Sección de texto =>
_ _ _
El destino de la actual emperatriz japonesa, Masako, no es mucho mejor. La mujer que se dice que rechazó las proposiciones de matrimonio del actual emperador hasta en diez ocasiones no se equivocaba al sospechar que la vida en palacio estaba lejos de ser un camino de rosas. Desde su boda y tras las dificultades para concebir un heredero varón (sufrió un aborto y solo ha podido dar a luz a una niña, la princesa Aiko) Masako ha vivido un calvario.
Antes de su ingreso en palacio era una mujer culta formada para convertirse en una diplomática de alto rango que habla cinco idiomas. Tras su boda su principal papel es concebir un heredero al trono y cuidar los gusanos de seda de palacio mientras le da vueltas al poema que debe escribir la familia real a principios de año. No tiene agenda oficial propia, debe aparecer siempre detrás de su esposo, se la ha criticado por ser incluso más alta que él, y desde 2004 padece oficialmente depresión profunda.
Victoria de Suecia lo confesó ella misma y en televisión cuando cumplió los 40: durante su adolescencia padeció un trastorno de la conducta alimentaria por el que recibió tratamiento psicológico. »Pasé un tiempo difícil. Necesitaba resolver las cosas y recuperar mi equilibrio, conocerme a mí misma, descubrir dónde estaban mis límites y no presionarme demasiado», explicó entonces. La adolescencia parece ser una etapa especialmente complicada para las royals y la joven Catalina Amalia de Orange es un buen ejemplo de ello: ella misma ha confesado que acude regularmente al psicólogo cuando las circunstancias la sobrepasan.
_ _ _
Datos extraídos =>
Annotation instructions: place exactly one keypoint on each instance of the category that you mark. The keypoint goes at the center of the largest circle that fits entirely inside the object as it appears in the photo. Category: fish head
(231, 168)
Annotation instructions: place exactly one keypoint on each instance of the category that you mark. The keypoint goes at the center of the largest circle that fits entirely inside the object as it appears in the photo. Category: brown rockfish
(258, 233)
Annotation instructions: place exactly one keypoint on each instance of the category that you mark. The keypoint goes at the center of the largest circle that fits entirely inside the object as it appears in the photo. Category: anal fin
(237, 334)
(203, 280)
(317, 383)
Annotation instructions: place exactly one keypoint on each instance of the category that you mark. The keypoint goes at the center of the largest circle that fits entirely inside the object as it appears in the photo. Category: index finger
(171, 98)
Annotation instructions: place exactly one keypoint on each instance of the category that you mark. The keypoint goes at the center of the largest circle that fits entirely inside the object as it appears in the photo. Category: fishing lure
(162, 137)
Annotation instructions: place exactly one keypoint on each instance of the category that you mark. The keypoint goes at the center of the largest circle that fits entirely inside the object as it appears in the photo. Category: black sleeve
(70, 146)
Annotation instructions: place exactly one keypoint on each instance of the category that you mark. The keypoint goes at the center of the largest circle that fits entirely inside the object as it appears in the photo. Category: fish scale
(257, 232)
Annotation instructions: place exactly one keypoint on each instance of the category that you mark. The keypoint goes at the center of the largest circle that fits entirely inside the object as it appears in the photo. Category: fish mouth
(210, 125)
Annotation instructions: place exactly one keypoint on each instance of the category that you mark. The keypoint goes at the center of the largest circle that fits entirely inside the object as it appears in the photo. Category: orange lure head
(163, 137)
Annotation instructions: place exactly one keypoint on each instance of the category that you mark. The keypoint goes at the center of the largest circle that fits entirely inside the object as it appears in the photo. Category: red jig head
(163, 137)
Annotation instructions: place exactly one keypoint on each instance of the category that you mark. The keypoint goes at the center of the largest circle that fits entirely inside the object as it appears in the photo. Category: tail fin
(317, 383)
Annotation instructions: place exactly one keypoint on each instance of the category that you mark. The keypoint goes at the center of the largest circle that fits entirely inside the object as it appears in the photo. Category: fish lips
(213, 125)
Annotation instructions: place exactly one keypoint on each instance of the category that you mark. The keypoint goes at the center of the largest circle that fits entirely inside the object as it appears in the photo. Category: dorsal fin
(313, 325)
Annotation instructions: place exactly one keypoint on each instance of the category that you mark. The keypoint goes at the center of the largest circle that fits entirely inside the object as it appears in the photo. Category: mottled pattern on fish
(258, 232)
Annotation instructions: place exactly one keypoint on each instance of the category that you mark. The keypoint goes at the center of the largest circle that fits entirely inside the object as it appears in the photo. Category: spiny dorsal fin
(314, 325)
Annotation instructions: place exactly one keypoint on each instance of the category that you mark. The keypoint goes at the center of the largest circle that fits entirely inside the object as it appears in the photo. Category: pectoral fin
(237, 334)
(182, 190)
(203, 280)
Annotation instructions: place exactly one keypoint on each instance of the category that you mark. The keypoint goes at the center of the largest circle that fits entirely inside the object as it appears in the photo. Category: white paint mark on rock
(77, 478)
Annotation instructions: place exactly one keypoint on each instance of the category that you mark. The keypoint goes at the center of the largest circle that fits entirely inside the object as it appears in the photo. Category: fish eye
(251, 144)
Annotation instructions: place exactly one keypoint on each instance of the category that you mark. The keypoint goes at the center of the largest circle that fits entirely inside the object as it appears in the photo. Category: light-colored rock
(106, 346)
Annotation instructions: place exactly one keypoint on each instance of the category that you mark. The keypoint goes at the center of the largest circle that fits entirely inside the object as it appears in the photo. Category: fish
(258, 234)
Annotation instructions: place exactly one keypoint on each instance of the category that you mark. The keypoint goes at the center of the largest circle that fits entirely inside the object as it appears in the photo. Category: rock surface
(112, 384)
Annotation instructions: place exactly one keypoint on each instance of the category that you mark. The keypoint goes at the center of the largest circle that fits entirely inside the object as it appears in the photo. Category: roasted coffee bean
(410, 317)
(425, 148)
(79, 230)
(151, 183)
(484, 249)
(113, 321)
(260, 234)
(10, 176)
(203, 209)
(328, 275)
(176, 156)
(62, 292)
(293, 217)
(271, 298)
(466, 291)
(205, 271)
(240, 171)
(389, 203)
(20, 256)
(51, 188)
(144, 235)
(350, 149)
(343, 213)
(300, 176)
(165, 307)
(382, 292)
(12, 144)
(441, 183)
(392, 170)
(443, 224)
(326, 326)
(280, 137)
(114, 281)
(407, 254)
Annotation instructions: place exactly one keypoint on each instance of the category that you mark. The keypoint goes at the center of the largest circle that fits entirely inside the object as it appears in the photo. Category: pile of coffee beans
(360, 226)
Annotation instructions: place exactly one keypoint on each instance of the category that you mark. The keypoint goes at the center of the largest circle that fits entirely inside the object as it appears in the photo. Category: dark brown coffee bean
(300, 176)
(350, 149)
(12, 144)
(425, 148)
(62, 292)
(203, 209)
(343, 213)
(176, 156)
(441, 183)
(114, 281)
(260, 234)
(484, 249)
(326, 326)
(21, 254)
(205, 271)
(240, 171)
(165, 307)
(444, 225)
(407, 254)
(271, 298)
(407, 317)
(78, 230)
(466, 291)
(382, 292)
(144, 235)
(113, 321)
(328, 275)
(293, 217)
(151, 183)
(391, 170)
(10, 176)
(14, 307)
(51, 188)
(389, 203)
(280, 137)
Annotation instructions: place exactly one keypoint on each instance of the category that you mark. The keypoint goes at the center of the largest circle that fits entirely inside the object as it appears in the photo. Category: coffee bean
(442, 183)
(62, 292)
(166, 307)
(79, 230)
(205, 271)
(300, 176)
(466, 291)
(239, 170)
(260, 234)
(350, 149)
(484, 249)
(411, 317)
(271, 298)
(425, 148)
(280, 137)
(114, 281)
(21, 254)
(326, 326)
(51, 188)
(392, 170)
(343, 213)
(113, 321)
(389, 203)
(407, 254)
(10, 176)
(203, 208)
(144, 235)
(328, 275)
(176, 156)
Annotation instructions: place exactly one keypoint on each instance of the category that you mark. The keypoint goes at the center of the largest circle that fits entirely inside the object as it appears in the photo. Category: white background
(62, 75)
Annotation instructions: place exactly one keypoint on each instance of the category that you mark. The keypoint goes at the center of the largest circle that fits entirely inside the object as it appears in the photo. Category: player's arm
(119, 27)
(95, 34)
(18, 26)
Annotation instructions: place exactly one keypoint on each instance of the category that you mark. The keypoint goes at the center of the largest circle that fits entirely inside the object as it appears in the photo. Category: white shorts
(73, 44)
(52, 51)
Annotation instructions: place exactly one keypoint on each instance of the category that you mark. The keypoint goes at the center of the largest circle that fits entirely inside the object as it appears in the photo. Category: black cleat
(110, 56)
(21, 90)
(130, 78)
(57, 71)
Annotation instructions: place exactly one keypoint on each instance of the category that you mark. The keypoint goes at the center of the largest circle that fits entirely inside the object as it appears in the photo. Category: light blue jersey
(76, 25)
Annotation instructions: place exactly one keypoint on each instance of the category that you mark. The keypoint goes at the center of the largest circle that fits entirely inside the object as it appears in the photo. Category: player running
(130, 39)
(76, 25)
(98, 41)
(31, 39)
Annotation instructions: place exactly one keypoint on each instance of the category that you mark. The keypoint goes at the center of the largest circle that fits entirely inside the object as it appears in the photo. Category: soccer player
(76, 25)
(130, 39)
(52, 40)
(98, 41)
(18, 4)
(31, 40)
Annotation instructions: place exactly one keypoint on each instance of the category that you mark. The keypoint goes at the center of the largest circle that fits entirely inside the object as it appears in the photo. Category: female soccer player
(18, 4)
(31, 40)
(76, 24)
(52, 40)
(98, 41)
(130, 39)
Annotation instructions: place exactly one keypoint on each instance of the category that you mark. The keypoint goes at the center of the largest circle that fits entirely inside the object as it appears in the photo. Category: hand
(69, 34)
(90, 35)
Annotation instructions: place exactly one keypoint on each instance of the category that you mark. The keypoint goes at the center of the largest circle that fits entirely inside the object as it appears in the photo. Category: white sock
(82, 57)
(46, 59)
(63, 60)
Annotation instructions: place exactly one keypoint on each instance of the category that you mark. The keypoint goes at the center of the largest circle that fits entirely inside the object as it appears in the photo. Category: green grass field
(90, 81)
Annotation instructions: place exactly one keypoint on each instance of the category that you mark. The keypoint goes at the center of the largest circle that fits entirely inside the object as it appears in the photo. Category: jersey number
_ _ _
Tus tareas =>
1. Según la sección de texto, ¿cuántos idiomas habla Masako?
2. Enumera a todas las mujeres de la realeza que la sección de texto menciona por su nombre.
Los datos no hacen falta para resolver las tareas.

Resultados por tarea =>
1. Cinco idiomas.

2. Masako, la princesa Aiko, Victoria de Suecia y Catalina Amalia de Orange.